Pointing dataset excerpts

***

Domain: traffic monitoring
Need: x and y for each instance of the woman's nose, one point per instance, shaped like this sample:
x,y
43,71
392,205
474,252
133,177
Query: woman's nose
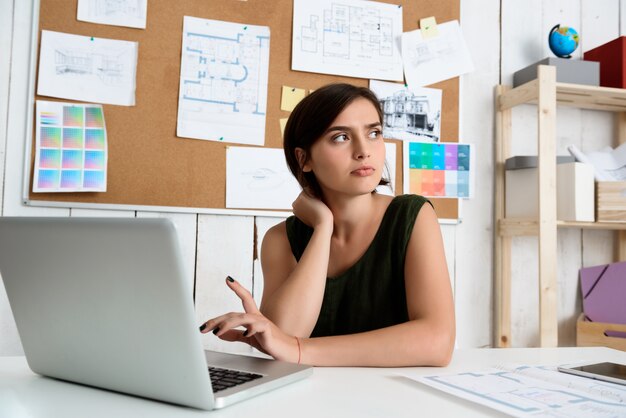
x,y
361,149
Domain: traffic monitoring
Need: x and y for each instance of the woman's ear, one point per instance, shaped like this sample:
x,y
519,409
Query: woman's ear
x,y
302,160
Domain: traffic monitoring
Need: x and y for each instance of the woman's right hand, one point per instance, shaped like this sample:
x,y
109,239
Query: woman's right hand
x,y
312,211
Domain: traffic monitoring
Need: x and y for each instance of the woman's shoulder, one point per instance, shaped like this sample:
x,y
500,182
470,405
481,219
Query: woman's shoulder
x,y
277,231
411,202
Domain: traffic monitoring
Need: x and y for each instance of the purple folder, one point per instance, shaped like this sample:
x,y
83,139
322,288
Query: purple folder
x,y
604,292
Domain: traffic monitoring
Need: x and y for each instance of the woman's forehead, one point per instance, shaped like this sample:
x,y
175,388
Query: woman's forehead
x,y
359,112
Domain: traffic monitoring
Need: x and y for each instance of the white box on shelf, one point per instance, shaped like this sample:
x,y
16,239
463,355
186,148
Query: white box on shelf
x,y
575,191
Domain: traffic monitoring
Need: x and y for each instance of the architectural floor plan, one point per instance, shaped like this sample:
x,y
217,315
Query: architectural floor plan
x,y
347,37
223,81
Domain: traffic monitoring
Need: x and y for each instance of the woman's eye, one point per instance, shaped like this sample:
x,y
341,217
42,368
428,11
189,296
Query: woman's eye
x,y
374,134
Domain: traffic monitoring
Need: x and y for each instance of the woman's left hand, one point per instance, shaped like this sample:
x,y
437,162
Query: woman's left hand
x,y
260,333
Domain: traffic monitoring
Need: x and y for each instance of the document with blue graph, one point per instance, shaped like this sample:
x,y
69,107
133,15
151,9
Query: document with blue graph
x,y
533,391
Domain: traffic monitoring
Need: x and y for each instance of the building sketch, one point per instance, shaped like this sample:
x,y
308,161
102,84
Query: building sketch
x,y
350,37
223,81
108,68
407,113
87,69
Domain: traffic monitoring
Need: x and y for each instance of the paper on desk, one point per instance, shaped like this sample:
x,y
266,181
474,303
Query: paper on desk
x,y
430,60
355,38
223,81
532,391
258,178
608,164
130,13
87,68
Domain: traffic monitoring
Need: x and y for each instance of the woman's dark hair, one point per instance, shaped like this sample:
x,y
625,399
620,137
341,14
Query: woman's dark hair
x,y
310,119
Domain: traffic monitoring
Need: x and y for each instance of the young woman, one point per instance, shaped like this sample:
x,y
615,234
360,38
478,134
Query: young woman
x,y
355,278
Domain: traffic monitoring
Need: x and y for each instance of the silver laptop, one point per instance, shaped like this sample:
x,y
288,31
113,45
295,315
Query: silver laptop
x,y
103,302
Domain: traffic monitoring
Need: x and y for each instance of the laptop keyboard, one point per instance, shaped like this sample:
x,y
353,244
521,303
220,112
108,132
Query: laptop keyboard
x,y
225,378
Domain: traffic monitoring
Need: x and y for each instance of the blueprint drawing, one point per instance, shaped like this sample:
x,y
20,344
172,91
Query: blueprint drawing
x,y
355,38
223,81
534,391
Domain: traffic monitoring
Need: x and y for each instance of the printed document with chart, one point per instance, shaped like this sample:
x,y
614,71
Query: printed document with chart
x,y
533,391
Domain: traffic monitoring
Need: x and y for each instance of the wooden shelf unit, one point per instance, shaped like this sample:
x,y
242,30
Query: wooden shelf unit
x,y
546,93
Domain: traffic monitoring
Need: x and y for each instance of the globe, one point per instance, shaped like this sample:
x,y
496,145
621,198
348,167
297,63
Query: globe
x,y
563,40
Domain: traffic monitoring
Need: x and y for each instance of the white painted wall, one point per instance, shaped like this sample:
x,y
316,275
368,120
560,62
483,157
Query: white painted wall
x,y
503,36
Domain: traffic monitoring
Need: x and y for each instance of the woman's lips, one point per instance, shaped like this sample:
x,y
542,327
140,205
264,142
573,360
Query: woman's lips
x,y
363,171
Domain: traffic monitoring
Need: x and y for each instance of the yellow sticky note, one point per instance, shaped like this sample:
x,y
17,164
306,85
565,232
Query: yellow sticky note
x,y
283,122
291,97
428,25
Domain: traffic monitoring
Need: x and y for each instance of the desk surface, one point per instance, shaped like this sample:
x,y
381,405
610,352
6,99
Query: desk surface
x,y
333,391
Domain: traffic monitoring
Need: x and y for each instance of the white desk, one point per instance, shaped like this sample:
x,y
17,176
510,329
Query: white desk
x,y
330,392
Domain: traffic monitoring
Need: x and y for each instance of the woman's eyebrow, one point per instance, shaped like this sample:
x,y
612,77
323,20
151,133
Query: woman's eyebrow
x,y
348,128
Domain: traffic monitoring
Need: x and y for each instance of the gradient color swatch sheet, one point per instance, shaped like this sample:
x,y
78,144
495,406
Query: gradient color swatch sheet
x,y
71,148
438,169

***

* Exercise instructions: Gather every line of the records above that contains the word "hair", matching case exactly.

* Answer to the problem:
Need: x and y for each instance of the woman's dark hair, one point per instance, shaped like this sample:
Query: woman's dark hair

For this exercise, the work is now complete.